==== Source excerpt ====
Freeman v. Headley

33 N.J.L. 523 | N.J. | 1869

The Chancellor.

The defendant was in possession of the premises under the plaintiff, in such manner as to make him a tenant at will, for the purpose of sustaining an action *534on the case in the nature of an action of waste. He was not a tenant for the purpose of sustaining an action for use and occupation, at least such is the weight of authority, although even on this point there is a serious conflict of authority, but the decision of the Supreme Court in the case of Brewer v. Conover, 3 Harr. 215, must place that question at rest in this state.

The dictum of Justice Nevius in that case, that the relation of landlord and tenant does not exist in case of occupation under contract of sale, cites as authority, and is based upon the case of Smith v. Stewart, 6 Johns. 46.

In that case, which was an action for use and occupation against a purchaser who had occupied under a contract for sale not carried out, the court remark: “ The better opinion is that he never was strictly a tenant, and never entitled to notice to quit, nor liable to distress, nor to an action of assumpsit for rent. This opinion is not inconsistent with the idea that for certain purposes he may be considered a tenant or in the situation of a tenant, even if it is not viewed as countenancing that doctrine. He may not be a tenant for the three purposes named, and yet for the purpose of. being prohibited when called to surrender, from disputing the title of the person from whom he derived possession, and for being liable for unauthorized spoliation when thus lawfully in possession, he may well be considered as a tenant.
==== Supplied entries ====
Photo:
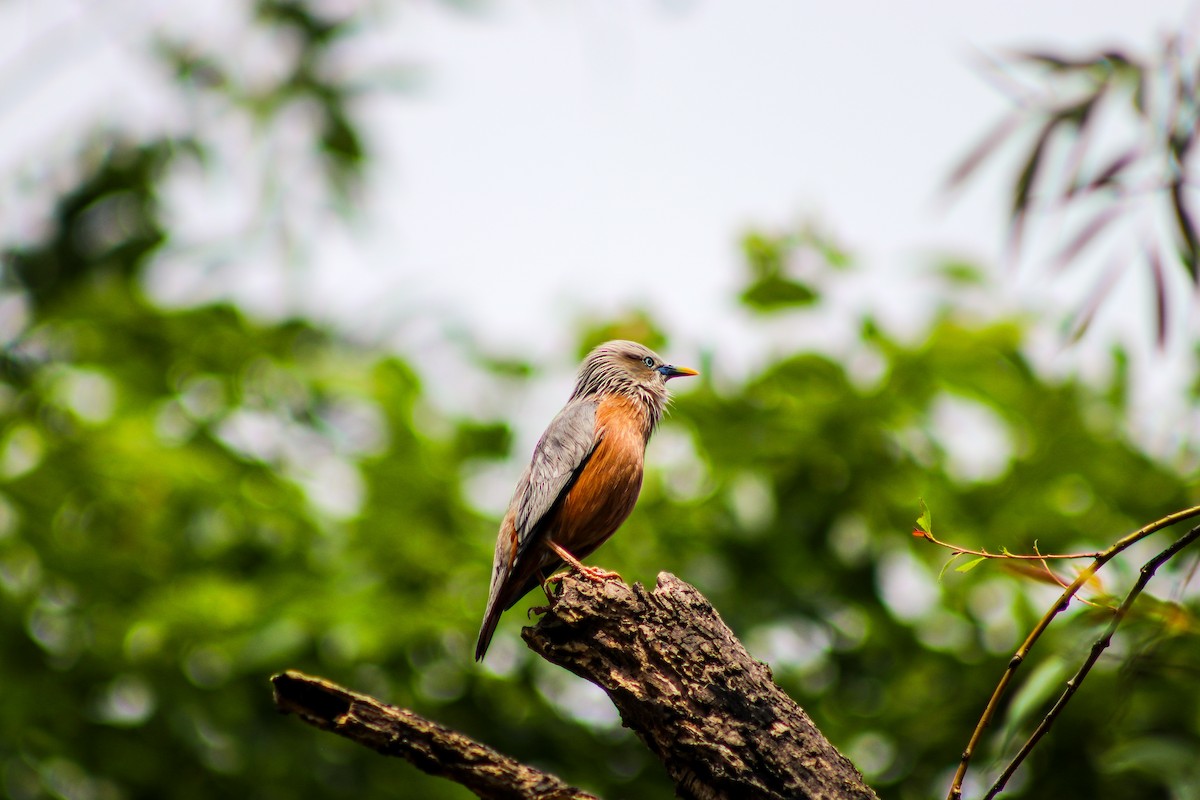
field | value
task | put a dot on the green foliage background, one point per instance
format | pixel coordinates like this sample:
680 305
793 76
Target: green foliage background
168 539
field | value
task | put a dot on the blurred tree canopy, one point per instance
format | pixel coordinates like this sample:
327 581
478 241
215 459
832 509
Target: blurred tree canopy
193 499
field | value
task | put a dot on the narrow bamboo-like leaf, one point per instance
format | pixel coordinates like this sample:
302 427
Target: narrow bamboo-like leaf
1027 178
1087 313
1189 244
981 152
1108 175
1161 308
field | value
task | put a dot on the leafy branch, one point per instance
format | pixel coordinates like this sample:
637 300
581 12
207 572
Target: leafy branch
1099 559
1101 181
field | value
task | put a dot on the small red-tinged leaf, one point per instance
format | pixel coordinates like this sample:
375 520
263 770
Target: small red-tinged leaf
970 565
925 521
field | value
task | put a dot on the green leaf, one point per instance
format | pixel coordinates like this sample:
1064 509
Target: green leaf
925 521
970 565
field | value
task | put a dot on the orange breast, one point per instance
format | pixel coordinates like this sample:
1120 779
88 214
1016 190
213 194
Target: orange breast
606 489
====
#### To-do list:
1. According to the Freeman v. Headley opinion, which Supreme Court decision must place the question of use and occupation at rest in this state?
2. Reproduce the passage of the Freeman v. Headley opinion starting at "The defendant was" and ending at "6 Johns. 46.".

#### Answers to the exercises:
1. Brewer v. Conover, 3 Harr. 215.

2.
The defendant was in possession of the premises under the plaintiff, in such manner as to make him a tenant at will, for the purpose of sustaining an action *534on the case in the nature of an action of waste. He was not a tenant for the purpose of sustaining an action for use and occupation, at least such is the weight of authority, although even on this point there is a serious conflict of authority, but the decision of the Supreme Court in the case of Brewer v. Conover, 3 Harr. 215, must place that question at rest in this state.

The dictum of Justice Nevius in that case, that the relation of landlord and tenant does not exist in case of occupation under contract of sale, cites as authority, and is based upon the case of Smith v. Stewart, 6 Johns. 46.